■ **Task to complete**
Quote each of the entries below word for word, without the pictures.
··· Material provided
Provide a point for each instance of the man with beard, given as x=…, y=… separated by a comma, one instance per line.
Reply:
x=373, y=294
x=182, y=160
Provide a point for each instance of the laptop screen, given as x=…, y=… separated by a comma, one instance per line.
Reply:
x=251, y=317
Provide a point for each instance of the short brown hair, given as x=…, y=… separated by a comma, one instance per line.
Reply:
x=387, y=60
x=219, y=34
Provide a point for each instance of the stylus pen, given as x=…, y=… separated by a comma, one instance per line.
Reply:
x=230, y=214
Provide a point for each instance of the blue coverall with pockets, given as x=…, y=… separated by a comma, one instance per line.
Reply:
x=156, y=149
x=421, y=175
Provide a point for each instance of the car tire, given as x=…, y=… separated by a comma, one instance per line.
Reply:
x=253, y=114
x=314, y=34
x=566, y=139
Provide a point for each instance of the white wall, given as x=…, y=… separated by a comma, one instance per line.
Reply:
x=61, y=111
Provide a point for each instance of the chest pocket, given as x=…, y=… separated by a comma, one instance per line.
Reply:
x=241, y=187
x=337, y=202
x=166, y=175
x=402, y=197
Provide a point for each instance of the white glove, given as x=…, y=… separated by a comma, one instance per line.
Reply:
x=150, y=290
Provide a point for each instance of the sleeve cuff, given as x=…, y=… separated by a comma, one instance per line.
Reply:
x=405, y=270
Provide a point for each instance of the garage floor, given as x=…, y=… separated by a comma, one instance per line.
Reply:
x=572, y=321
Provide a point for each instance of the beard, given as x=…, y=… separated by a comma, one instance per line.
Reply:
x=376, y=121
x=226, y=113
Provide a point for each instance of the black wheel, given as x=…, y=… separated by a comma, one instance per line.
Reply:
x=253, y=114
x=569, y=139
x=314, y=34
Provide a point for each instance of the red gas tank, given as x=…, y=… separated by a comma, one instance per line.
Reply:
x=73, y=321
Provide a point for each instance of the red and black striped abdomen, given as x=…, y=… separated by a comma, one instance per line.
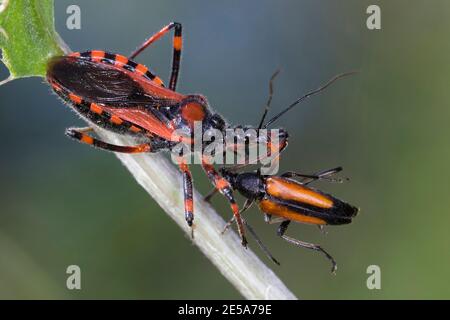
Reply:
x=296, y=202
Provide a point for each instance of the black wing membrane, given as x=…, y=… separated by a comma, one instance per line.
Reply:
x=100, y=83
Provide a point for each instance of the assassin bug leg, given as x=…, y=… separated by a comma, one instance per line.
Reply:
x=177, y=45
x=187, y=189
x=281, y=232
x=248, y=203
x=80, y=135
x=225, y=189
x=269, y=100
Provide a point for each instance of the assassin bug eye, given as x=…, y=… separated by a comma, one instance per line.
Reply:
x=217, y=122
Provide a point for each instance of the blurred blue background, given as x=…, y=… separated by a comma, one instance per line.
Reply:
x=63, y=203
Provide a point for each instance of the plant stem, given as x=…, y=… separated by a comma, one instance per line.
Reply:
x=245, y=271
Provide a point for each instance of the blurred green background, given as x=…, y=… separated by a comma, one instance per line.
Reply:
x=63, y=203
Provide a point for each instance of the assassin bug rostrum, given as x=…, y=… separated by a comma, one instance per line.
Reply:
x=115, y=93
x=283, y=199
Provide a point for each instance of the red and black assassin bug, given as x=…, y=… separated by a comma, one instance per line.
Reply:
x=283, y=199
x=116, y=93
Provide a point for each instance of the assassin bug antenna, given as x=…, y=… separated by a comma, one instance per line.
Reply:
x=309, y=94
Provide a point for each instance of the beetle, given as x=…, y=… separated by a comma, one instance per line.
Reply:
x=114, y=92
x=284, y=200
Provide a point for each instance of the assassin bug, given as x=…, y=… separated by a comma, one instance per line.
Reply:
x=283, y=199
x=114, y=92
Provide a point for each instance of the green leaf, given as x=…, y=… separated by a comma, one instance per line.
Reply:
x=28, y=37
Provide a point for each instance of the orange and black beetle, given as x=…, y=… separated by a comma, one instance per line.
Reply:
x=283, y=199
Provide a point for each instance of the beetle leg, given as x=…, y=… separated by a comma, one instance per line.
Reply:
x=177, y=45
x=210, y=194
x=281, y=232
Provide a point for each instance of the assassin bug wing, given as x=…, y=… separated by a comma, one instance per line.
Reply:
x=145, y=119
x=293, y=201
x=106, y=83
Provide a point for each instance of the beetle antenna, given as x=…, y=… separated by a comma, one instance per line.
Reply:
x=269, y=100
x=309, y=94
······
■ **Problem solution**
Provide a point for each instance of the man with beard, given as x=…, y=… separated by a comma, one instance per line.
Reply:
x=373, y=294
x=182, y=160
Provide a point for each instance of the laptop screen, given as x=…, y=… separated by a comma, one instance per line.
Reply:
x=251, y=317
Provide a point for each instance of the short brown hair, given as x=…, y=… separated by a comma, one instance per line.
Reply:
x=387, y=60
x=219, y=34
Provide a point for each instance of the stylus pen, given as x=…, y=… separated by a comma, one instance per line.
Reply:
x=230, y=214
Provide a point for each instance of the blue coverall with pockets, given as x=…, y=… separated by a comma, one instance per line.
Reply:
x=156, y=149
x=421, y=175
Provide a point for each instance of the car tire, given as x=…, y=… separated by a comma, one instance per line.
Reply:
x=253, y=114
x=314, y=34
x=566, y=139
Provide a point for each instance of the white wall, given as x=…, y=… separated by a comma, one instance per line.
Reply:
x=61, y=111
Provide a point for each instance of the chest pocket, given as x=…, y=… separated by a comma, one instance per line.
Reply:
x=241, y=187
x=337, y=202
x=166, y=175
x=402, y=197
Provide a point for each instance of the white glove, given as x=…, y=… separated by a comma, one instance per line.
Reply:
x=150, y=290
Provide a point for each instance of the sleeve cuff, given as x=…, y=… separated by a comma, one instance per line.
Reply:
x=405, y=270
Provide a point for each instance of the garage floor, given as x=…, y=… separated by a comma, one instance per line.
Reply:
x=572, y=321
Provide a point for each instance of the beard, given as x=…, y=… separated by a comma, one instance per line.
Reply:
x=376, y=121
x=226, y=113
Provide a point for each instance of the black wheel, given as x=…, y=… separated by a comma, one instance per line.
Reply:
x=253, y=114
x=569, y=139
x=314, y=34
Provide a point for each instance of the red gas tank, given as x=…, y=… separated by a comma, one instance per line.
Reply:
x=73, y=321
Provide a point for each instance of the red and black striped abdomen, given as x=…, y=… separated by a comma, one instance per line.
Reply:
x=296, y=202
Provide a point for each instance of the black wing membrane, given as x=…, y=… separated by a comma, one instance per line.
Reply:
x=100, y=83
Provide a point for each instance of the assassin bug leg, given as x=…, y=… separated by a comma, one instance per line.
Reply:
x=177, y=45
x=187, y=189
x=281, y=232
x=248, y=203
x=80, y=135
x=225, y=189
x=269, y=100
Provide a point for each instance of the assassin bug eye, given as x=…, y=… separated by a comma, one instance per line.
Reply:
x=217, y=122
Provide a point for each instance of the blurred blue background, given as x=…, y=… separated by a comma, one instance per line.
Reply:
x=63, y=203
Provide a point for each instance of the plant stem, given as x=…, y=… separated by a comma, one instance per line.
Reply:
x=245, y=271
Provide a point for each instance of the blurred green background, given as x=…, y=… separated by a comma, one instance per line.
Reply:
x=63, y=203
Provide a point for each instance of the assassin bug rostrum, given as x=…, y=… separated by a comma, one instance per line.
Reply:
x=115, y=93
x=283, y=199
Provide a point for each instance of the red and black assassin bug, given as x=…, y=… separated by a comma, one instance per line.
Reply:
x=283, y=199
x=116, y=93
Provide a point for each instance of the assassin bug antenna, given as x=…, y=… separated by a comma, one instance per line.
Reply:
x=309, y=94
Provide a point for each instance of the beetle, given as x=…, y=… separated by a comma, one instance per line.
Reply:
x=114, y=92
x=284, y=200
Provide a point for each instance of the assassin bug, given as x=…, y=… separated by a comma, one instance per line.
Reply:
x=283, y=199
x=114, y=92
Provide a point for each instance of the green leaf, given as x=…, y=… separated by a comma, one instance per line.
Reply:
x=28, y=37
Provide a point for each instance of the orange and black beetle, given as x=…, y=… separated by a comma, one instance per line.
Reply:
x=283, y=199
Provide a point for each instance of the beetle leg, given as x=…, y=… separated by a comma, one instance per line.
Reply:
x=177, y=45
x=210, y=194
x=281, y=232
Provide a point for each instance of the assassin bug wing, given as x=…, y=… separated by a comma, one instance per line.
Reply:
x=145, y=119
x=293, y=201
x=106, y=83
Provide a point for each instance of the beetle antenna, given as x=…, y=… separated by a comma, one instance per line.
Reply:
x=269, y=100
x=309, y=94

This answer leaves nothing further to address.